**EXERCISE PROMPT:** In the article on prescription painkiller abuse, rewrite the passage starting with "Taking prescription painkillers" and going on through "often it occurs.", putting "pain relievers" in place of "painkillers".

Taking prescription painkillers without a medical need increased 75 percent from 2002 to 2010, and most users were men, according to the first study to look at who is likely to abuse the drugs and how often it occurs.

Men and people ages 26 to 49 saw the largest increase in nonmedical use of prescription painkillers, taking the drugs 200 or more days a year, according to a research letter in the Archives of Internal Medicine. More than 15,500 people overdosed on pills such as OxyContin and Vicodin and died in 2009, more than double since 2002, the paper said.

While national estimates of nonmedical use of the painkillers has remained unchanged since 2002, the statistics included people who took the drugs once or twice to chronic users, the paper said. The latest findings are the first to review the frequency of nonmedical use of the painkiller and quantify who is abusing them, said Christopher Jones, the study author.

“Chronic nonmedical use is increasing, and these drugs have very dangerous risks,” said Jones, a health scientist at the Centers for Disease Control and Prevention's Injury Center in Atlanta. “As sales of these drugs have gone up so has the unintended adverse events.”

Those adverse events include overdose, death, increases in emergency room visits and a rise in the number of people in treatment facilities for their addiction, he said. Prior research found that nonmedical use of the drugs was common among those who overdosed prior to their deaths, the paper said.

**EXERCISE DATA:**
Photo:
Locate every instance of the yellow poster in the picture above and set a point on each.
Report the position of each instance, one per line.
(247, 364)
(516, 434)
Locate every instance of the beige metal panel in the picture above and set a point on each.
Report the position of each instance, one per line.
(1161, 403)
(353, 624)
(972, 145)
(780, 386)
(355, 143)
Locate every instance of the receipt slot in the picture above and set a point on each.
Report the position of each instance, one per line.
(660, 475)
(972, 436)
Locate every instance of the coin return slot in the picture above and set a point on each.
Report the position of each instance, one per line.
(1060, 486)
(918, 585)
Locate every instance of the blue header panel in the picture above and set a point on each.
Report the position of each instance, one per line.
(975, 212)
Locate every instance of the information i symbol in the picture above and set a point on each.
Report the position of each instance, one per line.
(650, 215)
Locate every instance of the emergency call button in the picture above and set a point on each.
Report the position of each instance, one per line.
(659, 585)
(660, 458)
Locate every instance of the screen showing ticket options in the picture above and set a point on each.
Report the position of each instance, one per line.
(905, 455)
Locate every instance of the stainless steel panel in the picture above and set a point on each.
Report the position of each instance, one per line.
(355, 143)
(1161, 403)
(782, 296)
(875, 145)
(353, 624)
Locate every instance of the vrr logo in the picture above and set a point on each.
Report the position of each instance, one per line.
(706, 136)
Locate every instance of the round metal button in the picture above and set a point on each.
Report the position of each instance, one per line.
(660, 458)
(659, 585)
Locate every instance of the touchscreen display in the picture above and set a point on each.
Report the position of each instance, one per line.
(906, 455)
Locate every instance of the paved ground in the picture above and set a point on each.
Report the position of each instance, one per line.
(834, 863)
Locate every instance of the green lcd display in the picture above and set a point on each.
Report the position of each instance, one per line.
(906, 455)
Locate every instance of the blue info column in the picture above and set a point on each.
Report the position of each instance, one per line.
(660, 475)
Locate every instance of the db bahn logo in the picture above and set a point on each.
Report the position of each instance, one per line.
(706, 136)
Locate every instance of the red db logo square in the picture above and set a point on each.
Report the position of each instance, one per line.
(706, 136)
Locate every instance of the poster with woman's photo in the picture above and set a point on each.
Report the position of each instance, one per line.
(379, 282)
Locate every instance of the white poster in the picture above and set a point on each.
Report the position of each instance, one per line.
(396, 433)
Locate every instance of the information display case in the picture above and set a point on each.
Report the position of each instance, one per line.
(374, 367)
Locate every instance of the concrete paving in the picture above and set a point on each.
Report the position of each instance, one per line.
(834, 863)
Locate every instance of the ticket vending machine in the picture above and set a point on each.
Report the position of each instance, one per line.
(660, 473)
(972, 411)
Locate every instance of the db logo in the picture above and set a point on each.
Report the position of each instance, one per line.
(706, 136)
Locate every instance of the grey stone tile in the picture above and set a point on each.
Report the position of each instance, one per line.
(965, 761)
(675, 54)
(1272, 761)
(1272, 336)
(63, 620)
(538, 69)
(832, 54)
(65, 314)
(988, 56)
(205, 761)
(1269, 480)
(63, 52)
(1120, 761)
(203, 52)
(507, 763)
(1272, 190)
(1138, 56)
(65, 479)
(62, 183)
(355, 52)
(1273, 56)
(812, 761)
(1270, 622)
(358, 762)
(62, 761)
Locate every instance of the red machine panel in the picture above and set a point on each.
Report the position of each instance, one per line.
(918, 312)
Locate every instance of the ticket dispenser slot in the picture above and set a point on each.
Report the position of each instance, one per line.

**SOLVED PROBLEM:**
Taking prescription pain relievers without a medical need increased 75 percent from 2002 to 2010, and most users were men, according to the first study to look at who is likely to abuse the drugs and how often it occurs.